TASK BRIEF »
Edit the items below by changing every occurrence of "pixel coordinates" to "image coordinates" and leaving all other text as it is.

(Items from a point labeling set)
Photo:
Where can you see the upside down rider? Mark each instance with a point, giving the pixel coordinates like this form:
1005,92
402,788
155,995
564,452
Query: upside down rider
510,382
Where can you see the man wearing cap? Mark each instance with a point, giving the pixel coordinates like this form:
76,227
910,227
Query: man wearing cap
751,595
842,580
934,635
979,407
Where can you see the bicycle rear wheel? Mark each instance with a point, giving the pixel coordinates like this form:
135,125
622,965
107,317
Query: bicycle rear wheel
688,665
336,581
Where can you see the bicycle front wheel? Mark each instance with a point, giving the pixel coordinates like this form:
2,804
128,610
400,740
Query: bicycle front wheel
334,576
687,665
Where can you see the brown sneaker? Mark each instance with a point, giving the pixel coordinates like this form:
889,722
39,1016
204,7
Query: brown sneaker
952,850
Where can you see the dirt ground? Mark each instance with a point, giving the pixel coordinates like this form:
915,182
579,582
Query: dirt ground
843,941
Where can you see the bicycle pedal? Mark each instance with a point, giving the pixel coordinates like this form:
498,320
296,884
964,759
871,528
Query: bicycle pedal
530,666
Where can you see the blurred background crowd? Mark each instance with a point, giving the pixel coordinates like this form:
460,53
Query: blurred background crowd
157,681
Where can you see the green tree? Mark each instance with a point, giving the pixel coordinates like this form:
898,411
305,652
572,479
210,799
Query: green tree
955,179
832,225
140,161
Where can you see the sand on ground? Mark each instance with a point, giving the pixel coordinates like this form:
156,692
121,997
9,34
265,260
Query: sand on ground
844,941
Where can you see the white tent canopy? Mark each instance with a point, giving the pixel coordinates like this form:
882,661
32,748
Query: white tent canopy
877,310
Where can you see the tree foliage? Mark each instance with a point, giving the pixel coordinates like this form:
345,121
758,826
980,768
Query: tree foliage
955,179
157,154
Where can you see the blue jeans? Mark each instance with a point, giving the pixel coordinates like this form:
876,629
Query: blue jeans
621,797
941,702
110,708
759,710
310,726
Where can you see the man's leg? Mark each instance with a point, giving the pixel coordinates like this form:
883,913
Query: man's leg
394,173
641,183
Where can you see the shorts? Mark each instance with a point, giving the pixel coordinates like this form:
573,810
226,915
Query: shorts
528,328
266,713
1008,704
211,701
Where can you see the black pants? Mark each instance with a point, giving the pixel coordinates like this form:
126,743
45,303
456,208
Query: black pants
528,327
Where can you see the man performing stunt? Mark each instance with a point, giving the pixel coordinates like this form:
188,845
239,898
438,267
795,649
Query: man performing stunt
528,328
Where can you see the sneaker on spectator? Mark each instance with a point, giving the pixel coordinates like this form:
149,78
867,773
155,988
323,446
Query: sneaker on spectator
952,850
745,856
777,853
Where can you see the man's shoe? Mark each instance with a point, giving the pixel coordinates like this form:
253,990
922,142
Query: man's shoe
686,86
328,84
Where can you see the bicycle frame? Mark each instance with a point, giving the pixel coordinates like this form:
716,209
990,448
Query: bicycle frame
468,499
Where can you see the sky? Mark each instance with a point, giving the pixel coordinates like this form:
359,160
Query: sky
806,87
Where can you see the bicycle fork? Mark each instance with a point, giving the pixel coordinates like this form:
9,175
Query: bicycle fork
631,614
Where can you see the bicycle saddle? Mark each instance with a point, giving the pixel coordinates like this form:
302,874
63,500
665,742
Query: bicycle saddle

RESULT »
Photo:
Where can you see the upside down rider? Mark each instance with a point, giving the image coordinates like this form:
1005,92
402,788
155,995
564,452
Query: upside down rider
510,382
Where can you see the man wearing cap? Mark each instance with a point, giving the image coordinates like this form:
76,227
910,227
Query: man wearing cap
751,595
842,580
934,635
979,407
Where can you see the bicycle rear wheel? Mark each instance with a point, giving the image coordinates like this form:
135,125
622,965
107,317
Query: bicycle rear wheel
688,665
336,581
Where can you see the bicycle front wheel? Mark each instance with a point, giving the image coordinates like this form:
2,804
128,610
400,740
Query: bicycle front wheel
334,576
687,665
Where can you see the brown sneaker? Mark each instance with a point, giving the image coordinates like this form:
889,722
39,1016
204,7
Query: brown sneaker
952,850
Where can you see the dirt ground? Mark each instance with a point, giving the image coordinates like this form:
915,182
579,582
Query: dirt ground
843,941
Where can you see the bicycle pedal? Mark each instance with a point, giving the image coordinates like this form:
498,320
296,884
964,759
871,528
Query: bicycle pedal
530,666
Where can you see the blurred background crowd? Mark each instance with a point, giving the image coordinates like this form:
460,53
Query: blurred background crowd
157,681
Where can you see the green tree? Mark each instance with a point, giving the image coordinates like this form:
898,411
305,652
572,479
210,799
Query: green tree
955,179
832,225
140,161
Where can you see the sand on ground? Mark each instance with a point, giving the image coordinates like this form:
156,692
121,997
9,34
265,260
Query: sand on ground
844,941
Where can you see the white tent canopy? Mark each instance with a point, giving the image coordinates like this form:
882,661
32,748
Query: white tent canopy
877,310
Where can you see the tree foliage? Mark each instance with a point, giving the image coordinates like this form:
345,121
758,826
980,768
Query: tree foliage
955,179
157,154
Where can you see the blue jeans? Mark each instance with a point, giving the image coordinates like this form:
876,629
Query: blue jeans
621,797
941,702
110,708
759,710
310,726
Where can you see the man's leg? Mark each instance with a point, giving the image coordinates like this form:
883,913
Query: man's leg
394,173
641,183
Where can you see the shorts? Mark each instance with a point, giving the image coordinates like this form:
573,810
226,915
Query: shorts
528,328
266,713
1008,704
211,701
Where can you see the black pants? Mark each instance with a point, giving the image coordinates like this form:
126,743
45,303
456,208
Query: black pants
528,327
Where can you see the man performing stunt? Mark each instance with a point, giving the image coordinates like this form:
188,845
239,898
438,267
795,649
Query: man performing stunt
528,328
Where can you see the sneaker on spectator? Mark each instance with a point, giving the image coordinates like this form:
149,78
867,773
155,988
323,446
Query: sneaker on spectator
952,850
745,856
777,853
Where can you see the man's shoe? Mark each instance with a point, giving the image coordinates like this form:
253,990
922,142
Query: man's shoe
686,86
328,84
Where can you see the bicycle frame? Mark each instance with a point, giving the image coordinates like this form:
716,209
990,448
Query: bicycle frame
468,499
Where can you see the sky? Mark each instance with a point, giving the image coordinates like this form:
359,160
Query: sky
806,87
Where can you see the bicycle fork? Mark each instance with a point, giving the image coordinates like this form:
9,175
Query: bicycle fork
631,614
Where can you see the bicycle saddle? Mark each instance with a point, giving the image coordinates like this form:
302,874
63,500
665,742
Query: bicycle saddle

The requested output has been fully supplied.